Les compositeurs mal aimés ne sont pas les seuls catalyseurs de ses foudres. « Il y a beaucoup d'interprétations convenues. Entendre des erreurs de rythme toujours au même endroit, dans le Concerto d'Elgar, par exemple, m'horripile, surtout quand l'erreur est répandue partout dans le monde ! » Après son séjour en terre canadienne, il passera d'ailleurs dix jours à Cornwall et tentera d'ouvrir les oreilles d'une dizaine de jeunes musiciens.

« Je ne suis certainement pas un "médecin", précise-t-il, quelqu'un qui peut aider un élève avec des problèmes physiques spécifiques. Ma plus grande qualité en tant que professeur est probablement d'essayer d'éliminer les clichés. Les interprètes pourront alors examiner la pièce comme si c'était la première fois et réaliser ce que le compositeur a vraiment écrit, plutôt que de reproduire un enregistrement. Pourquoi aller voir un vicaire quand vous pouvez demander ce que vous voulez à Dieu ? Il n'y a aucune raison pour qu'une troisième personne s'ingère dans votre interprétation ! »

····················

→ Consigne
Poursuivez le texte sur l'interprétation musicale là où il s'arrête. Les données qui suivent proviennent d'une autre source que le texte.

····················

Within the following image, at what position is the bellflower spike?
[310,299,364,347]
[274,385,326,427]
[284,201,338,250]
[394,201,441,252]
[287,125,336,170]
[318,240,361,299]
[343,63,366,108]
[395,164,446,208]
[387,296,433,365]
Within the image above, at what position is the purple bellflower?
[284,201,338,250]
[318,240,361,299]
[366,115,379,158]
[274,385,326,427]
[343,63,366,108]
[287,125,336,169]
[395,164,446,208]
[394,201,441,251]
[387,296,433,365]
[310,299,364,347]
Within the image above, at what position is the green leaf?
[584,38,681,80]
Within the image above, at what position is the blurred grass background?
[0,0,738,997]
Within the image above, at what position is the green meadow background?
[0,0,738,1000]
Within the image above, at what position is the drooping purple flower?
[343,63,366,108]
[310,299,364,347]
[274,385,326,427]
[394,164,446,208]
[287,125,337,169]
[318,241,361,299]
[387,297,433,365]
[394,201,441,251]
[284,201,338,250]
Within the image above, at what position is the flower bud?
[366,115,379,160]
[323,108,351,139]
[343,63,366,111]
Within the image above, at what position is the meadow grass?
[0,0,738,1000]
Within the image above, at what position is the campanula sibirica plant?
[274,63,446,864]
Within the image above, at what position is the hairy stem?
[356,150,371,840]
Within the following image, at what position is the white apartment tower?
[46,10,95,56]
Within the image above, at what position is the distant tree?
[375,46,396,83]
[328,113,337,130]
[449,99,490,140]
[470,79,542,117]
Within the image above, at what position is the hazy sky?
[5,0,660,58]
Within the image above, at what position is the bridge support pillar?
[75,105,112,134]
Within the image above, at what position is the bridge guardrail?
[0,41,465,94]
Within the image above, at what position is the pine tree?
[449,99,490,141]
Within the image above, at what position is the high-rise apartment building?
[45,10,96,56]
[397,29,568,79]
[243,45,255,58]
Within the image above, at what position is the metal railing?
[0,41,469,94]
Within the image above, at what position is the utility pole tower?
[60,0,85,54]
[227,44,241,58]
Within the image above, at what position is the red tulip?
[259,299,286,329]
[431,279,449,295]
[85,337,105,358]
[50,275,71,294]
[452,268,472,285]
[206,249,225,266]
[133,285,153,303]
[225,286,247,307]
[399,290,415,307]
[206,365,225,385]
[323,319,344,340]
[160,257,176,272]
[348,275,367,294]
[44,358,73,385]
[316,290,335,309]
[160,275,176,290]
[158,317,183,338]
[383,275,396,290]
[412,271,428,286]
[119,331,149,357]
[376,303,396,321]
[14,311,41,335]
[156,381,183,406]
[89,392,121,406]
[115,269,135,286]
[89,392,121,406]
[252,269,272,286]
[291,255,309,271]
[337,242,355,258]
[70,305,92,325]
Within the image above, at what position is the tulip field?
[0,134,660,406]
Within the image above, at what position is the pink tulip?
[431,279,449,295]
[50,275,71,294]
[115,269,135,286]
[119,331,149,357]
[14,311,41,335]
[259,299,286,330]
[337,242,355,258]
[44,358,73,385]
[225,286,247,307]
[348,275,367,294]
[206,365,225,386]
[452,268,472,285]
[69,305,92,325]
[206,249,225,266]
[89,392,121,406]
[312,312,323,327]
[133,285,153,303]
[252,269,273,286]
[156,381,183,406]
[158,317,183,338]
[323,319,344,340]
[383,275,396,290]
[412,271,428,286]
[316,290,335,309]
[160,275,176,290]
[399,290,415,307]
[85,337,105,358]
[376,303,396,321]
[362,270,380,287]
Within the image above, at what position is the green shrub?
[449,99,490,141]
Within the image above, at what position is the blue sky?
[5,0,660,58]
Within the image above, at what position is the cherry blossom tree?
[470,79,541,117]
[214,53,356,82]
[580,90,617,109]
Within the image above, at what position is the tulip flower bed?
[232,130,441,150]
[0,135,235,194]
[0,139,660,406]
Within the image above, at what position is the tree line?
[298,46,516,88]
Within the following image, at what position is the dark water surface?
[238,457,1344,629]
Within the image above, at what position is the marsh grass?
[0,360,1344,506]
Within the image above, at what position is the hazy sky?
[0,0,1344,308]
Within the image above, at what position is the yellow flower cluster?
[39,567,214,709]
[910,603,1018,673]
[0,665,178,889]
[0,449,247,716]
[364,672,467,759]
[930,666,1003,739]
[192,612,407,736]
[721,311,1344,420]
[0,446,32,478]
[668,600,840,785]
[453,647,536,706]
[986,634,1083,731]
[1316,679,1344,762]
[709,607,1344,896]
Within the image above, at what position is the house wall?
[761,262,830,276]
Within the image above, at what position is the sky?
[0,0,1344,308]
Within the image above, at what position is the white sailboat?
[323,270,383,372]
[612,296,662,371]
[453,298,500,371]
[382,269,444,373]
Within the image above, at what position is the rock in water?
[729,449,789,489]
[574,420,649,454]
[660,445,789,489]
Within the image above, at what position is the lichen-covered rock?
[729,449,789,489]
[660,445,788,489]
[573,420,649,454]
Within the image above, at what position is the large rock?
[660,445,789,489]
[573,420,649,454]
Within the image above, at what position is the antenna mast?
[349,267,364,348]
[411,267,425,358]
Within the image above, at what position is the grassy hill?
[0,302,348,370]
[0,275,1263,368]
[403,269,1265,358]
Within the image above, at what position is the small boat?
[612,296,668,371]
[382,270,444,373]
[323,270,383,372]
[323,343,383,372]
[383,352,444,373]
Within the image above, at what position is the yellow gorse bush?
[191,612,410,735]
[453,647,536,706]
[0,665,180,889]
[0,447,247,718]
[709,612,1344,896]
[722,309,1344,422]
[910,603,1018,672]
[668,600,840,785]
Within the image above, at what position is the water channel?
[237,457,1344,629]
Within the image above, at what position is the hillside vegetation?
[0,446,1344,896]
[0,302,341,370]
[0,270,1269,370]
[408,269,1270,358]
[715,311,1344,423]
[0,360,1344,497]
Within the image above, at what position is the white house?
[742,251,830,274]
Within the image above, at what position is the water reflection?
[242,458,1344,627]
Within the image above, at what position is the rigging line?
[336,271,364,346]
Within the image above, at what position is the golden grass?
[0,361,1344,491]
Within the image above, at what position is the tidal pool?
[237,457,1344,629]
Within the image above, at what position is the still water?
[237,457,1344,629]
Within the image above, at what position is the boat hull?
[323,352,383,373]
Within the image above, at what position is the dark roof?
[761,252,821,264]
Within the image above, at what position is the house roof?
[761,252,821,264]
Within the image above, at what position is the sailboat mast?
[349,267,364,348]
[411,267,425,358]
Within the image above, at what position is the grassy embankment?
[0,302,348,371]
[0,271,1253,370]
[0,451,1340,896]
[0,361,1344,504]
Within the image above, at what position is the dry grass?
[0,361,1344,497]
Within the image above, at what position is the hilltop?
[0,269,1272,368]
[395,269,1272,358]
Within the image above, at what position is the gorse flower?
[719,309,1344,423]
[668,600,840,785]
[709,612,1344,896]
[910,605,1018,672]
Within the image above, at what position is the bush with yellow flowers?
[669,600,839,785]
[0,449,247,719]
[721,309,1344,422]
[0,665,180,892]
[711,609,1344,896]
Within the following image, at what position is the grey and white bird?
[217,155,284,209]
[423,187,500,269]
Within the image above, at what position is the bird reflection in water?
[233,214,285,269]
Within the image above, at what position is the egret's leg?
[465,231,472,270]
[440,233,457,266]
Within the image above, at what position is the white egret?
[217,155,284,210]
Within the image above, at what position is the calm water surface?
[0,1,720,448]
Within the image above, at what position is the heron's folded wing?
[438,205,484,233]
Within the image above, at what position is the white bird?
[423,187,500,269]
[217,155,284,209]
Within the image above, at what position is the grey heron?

····················

→ Réponse
La sonorité à l'ampleur démesurée reste une autre déformation d'instrumentiste qui fait se dresser celui qui joue sur des cordes de boyau, en partie pour leur caractère plus intimiste. « Une ample sonorité (big sound) n'a rien à voir avec une bonne technique. Si un acteur se plaçait à l'avant-scène et se mettait à crier son texte au public, je pense que celui-ci serait peut-être impressionné, mais... Je crois qu'il y a beaucoup de cela en musique en ce moment. »

Goûts multiples

Peut-être à l'instar de Schumann et de Saint-Saëns, deux de ses compositeurs fétiches (voir l'encadré), Steven Isserlis est un lecteur gourmand et un auteur recherché. Celui qui écrit toutes les notes de ses pochettes de disques s'essaie pour des articles à l'occasion (certains peuvent être consultés sur son site Web ). Il a également publié une oeuvre pour violoncelle, narrateur et piano, The Haunted House, des éditions de travail et un livre pour enfants, Why Beethoven Threw the Stew, qui raconte la vie de six compositeurs : Bach, Mozart, Beethoven, Schumann, Brahms et Stravinski. « Petit garçon, j'étais fasciné par la vie des compositeurs. J'avais l'impression que les grands compositeurs étaient mes amis. C'est pourquoi j'ai décidé de transmettre cet amour à mon fils et à d'autres enfants. » Salué par la critique et adopté par le jeune lectorat, le livre aura peut-être une suite, si l'horaire chargé du violoncelliste le permet.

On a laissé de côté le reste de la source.